Copy out each of the following lines word for word, leaving out the pictures.

▸ **Given data**

# # #

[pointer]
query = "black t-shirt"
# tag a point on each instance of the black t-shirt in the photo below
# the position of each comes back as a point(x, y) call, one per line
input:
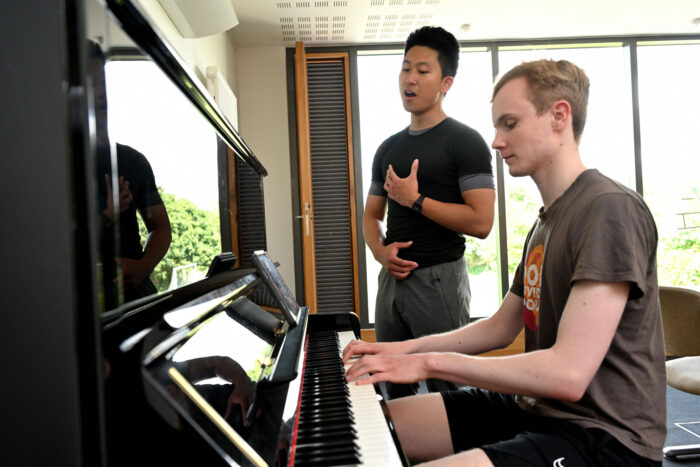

# # #

▸ **Exercise answer**
[pointer]
query = "black t-shirt"
# tag a point on each instance of the black t-shirt in the photo below
# the position of each comes back as a point(x, y) call, one per line
input:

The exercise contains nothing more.